====== SOURCE MATERIAL ======
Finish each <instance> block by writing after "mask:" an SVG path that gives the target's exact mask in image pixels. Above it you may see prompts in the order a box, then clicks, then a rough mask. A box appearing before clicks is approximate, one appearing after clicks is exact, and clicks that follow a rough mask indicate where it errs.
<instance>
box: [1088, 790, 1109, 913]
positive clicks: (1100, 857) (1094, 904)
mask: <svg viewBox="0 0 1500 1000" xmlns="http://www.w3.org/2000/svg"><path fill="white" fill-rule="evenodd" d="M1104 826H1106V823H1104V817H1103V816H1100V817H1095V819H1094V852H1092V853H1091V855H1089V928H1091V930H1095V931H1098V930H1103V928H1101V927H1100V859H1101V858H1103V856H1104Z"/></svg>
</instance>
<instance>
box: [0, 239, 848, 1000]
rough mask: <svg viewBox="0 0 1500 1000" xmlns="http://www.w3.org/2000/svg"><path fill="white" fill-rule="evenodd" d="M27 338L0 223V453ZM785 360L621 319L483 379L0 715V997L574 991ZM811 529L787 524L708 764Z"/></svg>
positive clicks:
======
EXERCISE AIM
Copy out every record above, keeping each line and character the same.

SOLUTION FOR THIS TASK
Finish each <instance> block by writing after "mask:" an SVG path that gives the target's exact mask in image pixels. Above it you may see prompts in the order a box, then clicks, then a rough mask. A box appearing before clicks is approximate, one appearing after clicks is exact, and clicks that follow a rough mask indicate where it errs.
<instance>
box: [1088, 790, 1109, 913]
positive clicks: (1100, 857) (1094, 904)
mask: <svg viewBox="0 0 1500 1000" xmlns="http://www.w3.org/2000/svg"><path fill="white" fill-rule="evenodd" d="M1104 826H1106V823H1104V817H1103V816H1100V817H1095V819H1094V852H1092V853H1091V855H1089V928H1091V930H1095V931H1098V930H1103V928H1101V927H1100V859H1101V858H1103V856H1104Z"/></svg>
</instance>
<instance>
box: [0, 239, 848, 1000]
rough mask: <svg viewBox="0 0 1500 1000" xmlns="http://www.w3.org/2000/svg"><path fill="white" fill-rule="evenodd" d="M27 338L0 223V453ZM785 360L621 319L483 379L0 715V997L574 991ZM811 529L787 524L708 764Z"/></svg>
positive clicks:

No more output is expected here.